Single by BBMak

from the album Sooner or Later
- B-side: "Mary's Prayer"; "*";
- Released: 31 October 2000
- Length: 3:24 (single version); 3:30 (radio version);
- Label: Telstar
- Songwriters: Bridget Benenate; Bob Thiele Jr.; Dillon O'Brian; Christian Burns; Mark Barry; Stephen McNally;
- Producer: Rob Cavallo

BBMak singles chronology
| "Back Here" (2000) | "Still on Your Side" (2000) | "Ghost of You and Me" (2001) |

Music video
- "Still on Your Side" on YouTube

= Still on Your Side =

2000 single by BBMak

"Still on Your Side" is a song by British pop rock band BBMak. It was released as the second single from their debut studio album, Sooner or Later (2000), in the United States on 31 October 2001 and in the band's native UK on 14 May 2001. Having previously achieved success in the American market first with their single "Back Here", "Still on Your Side" was BBMak's second top-10 hit in the UK, reaching number eight on the UK Singles Chart. In the US, the song charted at number 54 on the Billboard Hot 100, number 40 on the Billboard Adult Top 40 and number 14 on the Billboard Mainstream Top 40 chart.

### Records supplied
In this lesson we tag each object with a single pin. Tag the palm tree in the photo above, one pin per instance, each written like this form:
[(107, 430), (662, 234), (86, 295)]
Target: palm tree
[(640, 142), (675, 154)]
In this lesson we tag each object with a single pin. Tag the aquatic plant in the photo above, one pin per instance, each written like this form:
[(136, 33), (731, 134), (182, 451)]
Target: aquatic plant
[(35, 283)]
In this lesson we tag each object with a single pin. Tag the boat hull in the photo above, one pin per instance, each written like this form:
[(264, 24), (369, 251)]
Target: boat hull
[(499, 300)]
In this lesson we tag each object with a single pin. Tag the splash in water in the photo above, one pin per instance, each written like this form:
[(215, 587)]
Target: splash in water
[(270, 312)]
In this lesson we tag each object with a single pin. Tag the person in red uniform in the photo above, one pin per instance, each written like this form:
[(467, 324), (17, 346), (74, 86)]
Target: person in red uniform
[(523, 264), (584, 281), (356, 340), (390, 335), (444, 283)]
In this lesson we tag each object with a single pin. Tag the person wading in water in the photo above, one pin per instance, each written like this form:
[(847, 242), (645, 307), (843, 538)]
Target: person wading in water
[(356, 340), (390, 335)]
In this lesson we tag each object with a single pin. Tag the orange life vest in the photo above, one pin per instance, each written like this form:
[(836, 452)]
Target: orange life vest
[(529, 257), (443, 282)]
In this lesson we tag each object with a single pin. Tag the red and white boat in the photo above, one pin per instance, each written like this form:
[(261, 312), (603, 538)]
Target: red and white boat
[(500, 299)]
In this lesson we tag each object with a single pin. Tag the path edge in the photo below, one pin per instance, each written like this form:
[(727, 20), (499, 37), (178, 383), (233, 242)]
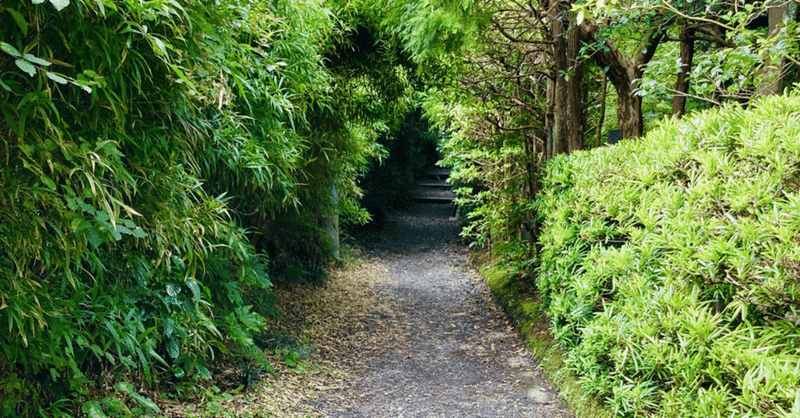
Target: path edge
[(522, 305)]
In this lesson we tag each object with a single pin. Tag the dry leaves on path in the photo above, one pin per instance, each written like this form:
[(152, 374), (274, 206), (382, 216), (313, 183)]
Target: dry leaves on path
[(346, 320)]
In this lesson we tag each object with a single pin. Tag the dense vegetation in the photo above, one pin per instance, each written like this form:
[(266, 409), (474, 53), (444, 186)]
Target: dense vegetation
[(165, 161), (159, 160), (667, 265), (670, 265)]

### Exercises to complete
[A] Reproduce word for word the stretch of the article on "Still on Your Side" from "BBMak singles chronology" through "Top 40 chart.".
[B] According to the article on "Still on Your Side," what position did the song reach on the UK Singles Chart?

### Worked answers
[A]
BBMak singles chronology
| "Back Here" (2000) | "Still on Your Side" (2000) | "Ghost of You and Me" (2001) |

Music video
- "Still on Your Side" on YouTube

= Still on Your Side =

2000 single by BBMak

"Still on Your Side" is a song by British pop rock band BBMak. It was released as the second single from their debut studio album, Sooner or Later (2000), in the United States on 31 October 2001 and in the band's native UK on 14 May 2001. Having previously achieved success in the American market first with their single "Back Here", "Still on Your Side" was BBMak's second top-10 hit in the UK, reaching number eight on the UK Singles Chart. In the US, the song charted at number 54 on the Billboard Hot 100, number 40 on the Billboard Adult Top 40 and number 14 on the Billboard Mainstream Top 40 chart.

[B] Number eight.